== Tarea 1 ==
Enumera todos los nombres propios que aparecen en el texto sobre la película Lost in translation.
== Tarea 2 ==
Indica si cada afirmación concuerda con el texto sobre la película Lost in translation y cita las palabras del texto que lo deciden: (a) la historia se desarrolla en Tokio; (b) el protagonista masculino trabaja como director de cine; (c) el whisky que bebe el protagonista es auténtico.
== Tarea 3 ==
Escribe la continuación del texto sobre la película Lost in translation a partir de su última frase.

== Documento fuente ==

+ + + +

Lost in translation es una película que refleja muy bien algunas vivencias de nuestra sociedad en un mundo cada vez más globalizado e impersonal, que dificulta las relaciones y el establecimiento de una identidad estable ante los continuos cambios que impone el ritmo de vida actual. Así nuestros protagonistas Bob y Charlotte se encuentran solos y perdidos en este viaje en el contexto de una ciudad postmodernista por excelencia como es Tokio.
La exposición continua a la inmensidad del paisaje urbano frente a la soledad de los espacios internos y cerrados provoca, en los personajes tanto como en el espectador, algo que podríamos calificar siguiendo a Freud de “sentimiento oceánico”, es decir una regresión a esos estados primigenios del yo donde los límites de uno mismo con lo que le rodea se pierden, es decir una regresión al estado de “narcisismo primario”.
Cada uno de los personajes lo sufre a su manera, pero tienen en común ese vacío y depresión que se manifiesta como síntoma de ese habitar en un contexto cuasi-psicótico. Él es actor y se pasa el día repitiendo una y otra vez la misma escena para un anuncio publicitario, todo un vacío de sentido e ilusorio como el vaso de whisky que se toma, que en realidad no es tal.
Ella tampoco parece encontrar su sentido en ese lugar, ni en su vida en general.

+ + + +

== Material de análisis ==
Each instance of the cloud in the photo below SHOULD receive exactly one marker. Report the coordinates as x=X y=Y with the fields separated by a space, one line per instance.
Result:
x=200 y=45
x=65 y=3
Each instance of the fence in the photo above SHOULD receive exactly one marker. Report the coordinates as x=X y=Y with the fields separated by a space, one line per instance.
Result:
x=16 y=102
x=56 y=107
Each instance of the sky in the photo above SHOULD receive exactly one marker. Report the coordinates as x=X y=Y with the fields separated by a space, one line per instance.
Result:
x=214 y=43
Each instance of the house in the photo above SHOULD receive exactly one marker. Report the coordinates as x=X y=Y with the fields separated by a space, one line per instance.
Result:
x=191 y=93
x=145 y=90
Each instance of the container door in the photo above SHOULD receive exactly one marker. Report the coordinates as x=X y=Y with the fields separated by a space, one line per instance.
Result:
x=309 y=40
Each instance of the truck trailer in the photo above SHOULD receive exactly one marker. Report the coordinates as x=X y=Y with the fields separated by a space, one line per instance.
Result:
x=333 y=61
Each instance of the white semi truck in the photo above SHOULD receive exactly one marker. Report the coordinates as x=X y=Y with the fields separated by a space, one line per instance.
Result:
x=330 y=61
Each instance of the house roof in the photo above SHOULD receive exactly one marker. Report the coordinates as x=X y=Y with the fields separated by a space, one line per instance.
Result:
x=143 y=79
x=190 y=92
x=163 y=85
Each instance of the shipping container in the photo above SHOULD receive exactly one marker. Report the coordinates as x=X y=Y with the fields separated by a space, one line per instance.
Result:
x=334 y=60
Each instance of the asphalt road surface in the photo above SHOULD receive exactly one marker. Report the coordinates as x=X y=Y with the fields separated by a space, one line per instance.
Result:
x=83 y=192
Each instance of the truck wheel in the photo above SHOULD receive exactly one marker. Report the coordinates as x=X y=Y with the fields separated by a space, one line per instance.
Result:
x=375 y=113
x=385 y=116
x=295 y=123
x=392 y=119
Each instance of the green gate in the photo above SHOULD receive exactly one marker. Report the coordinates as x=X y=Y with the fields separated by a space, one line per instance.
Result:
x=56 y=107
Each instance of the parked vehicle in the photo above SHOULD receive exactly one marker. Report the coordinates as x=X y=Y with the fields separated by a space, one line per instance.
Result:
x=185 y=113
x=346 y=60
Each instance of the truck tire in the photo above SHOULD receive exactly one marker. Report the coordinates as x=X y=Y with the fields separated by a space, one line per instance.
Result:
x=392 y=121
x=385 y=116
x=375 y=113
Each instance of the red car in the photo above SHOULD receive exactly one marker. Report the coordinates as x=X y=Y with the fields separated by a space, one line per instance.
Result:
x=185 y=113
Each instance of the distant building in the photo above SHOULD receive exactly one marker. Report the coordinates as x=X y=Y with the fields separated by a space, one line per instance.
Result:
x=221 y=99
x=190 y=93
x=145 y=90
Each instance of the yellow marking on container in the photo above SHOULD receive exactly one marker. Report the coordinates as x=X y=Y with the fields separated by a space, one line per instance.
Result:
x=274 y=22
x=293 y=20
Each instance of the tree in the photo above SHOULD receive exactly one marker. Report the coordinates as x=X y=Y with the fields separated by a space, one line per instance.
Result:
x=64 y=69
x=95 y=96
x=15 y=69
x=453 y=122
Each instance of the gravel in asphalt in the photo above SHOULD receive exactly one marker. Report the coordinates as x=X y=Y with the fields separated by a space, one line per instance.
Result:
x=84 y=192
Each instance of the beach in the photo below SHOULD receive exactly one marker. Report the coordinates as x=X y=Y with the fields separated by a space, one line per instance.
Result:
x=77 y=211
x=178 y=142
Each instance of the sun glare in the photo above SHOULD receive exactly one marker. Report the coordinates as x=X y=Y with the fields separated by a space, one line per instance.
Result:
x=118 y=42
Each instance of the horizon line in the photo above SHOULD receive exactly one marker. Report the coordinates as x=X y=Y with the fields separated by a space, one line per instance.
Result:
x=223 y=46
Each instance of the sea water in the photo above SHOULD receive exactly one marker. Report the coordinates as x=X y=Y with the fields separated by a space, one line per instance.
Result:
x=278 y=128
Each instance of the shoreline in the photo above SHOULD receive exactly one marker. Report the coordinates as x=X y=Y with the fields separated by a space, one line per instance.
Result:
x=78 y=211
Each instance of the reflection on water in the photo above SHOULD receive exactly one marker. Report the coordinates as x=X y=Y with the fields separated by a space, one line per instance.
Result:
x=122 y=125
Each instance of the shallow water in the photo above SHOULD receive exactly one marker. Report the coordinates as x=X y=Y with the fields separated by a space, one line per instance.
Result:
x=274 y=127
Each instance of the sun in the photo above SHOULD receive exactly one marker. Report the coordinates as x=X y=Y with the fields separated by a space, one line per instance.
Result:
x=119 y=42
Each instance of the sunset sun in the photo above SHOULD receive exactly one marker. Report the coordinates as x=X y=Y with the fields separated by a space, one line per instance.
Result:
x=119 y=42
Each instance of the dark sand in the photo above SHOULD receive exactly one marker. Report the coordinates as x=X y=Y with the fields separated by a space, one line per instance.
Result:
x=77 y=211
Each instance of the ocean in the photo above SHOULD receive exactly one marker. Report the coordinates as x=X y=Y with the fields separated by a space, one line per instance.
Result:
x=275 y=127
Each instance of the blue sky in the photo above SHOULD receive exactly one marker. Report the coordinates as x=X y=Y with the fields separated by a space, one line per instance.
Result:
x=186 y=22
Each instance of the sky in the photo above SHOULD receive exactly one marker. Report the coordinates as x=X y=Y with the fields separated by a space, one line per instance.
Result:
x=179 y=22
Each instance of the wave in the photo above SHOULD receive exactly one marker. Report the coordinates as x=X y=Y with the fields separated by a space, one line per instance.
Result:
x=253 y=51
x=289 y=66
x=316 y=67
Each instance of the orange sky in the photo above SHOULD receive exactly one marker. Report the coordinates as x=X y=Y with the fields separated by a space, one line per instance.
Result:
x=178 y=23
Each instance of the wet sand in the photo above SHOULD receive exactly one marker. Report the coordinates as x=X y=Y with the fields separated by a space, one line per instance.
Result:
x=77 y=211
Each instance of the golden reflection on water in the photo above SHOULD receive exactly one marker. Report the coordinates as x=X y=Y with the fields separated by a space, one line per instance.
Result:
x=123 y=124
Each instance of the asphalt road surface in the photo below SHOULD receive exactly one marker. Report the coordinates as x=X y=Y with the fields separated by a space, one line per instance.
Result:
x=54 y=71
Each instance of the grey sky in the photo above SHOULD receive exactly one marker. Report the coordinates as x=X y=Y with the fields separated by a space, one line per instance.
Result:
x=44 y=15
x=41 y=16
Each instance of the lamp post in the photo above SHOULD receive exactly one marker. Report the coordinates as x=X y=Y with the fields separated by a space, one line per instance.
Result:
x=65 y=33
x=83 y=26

+ + + +

== Resultado 1 ==
Lost in translation, Bob, Charlotte, Tokio, Freud

== Resultado 2 ==
(a) Sí: "en el contexto de una ciudad postmodernista por excelencia como es Tokio".
(b) No: "Él es actor".
(c) No: "como el vaso de whisky que se toma, que en realidad no es tal".

== Resultado 3 ==
Sus relaciones tampoco mejoran la situación, ambos están en pareja pero en sus intercambios resaltan la más pura convención y materialismo, más que afectos auténticos.
La mujer de él parece saber hacer buen uso del progreso tecnológico de los medios de comunicación para (paradójicamente) “no comunicar” más que tonterías, como pedirle reiteradamente que decida el color de una moqueta.
El marido de ella centrado en su trabajo tampoco parece hacerle mucho caso, incluso se permite flirtear con otra chica delante de ella.
Lo que sucede después entre nuestros protagonistas parece casi una salida inevitable o desesperada ante una amenaza de caer en el abismo, del derrumbe psicótico.
Así ambos se lanzan a una relación con tintes perversos (es patente la diferencia de edad entre ambos, él podría ser su padre y se comporta en cierto modo como tal: la lleva en brazos a la cama, le regala un osito… etc), en busca de una compensación imaginaria frente a la pérdida narcisista. Decimos imaginaria porque no se llega a consumar el acto sexual, y sólo se pone al descubierto el deseo en ese último beso de despedida, que viene a sellar la relación.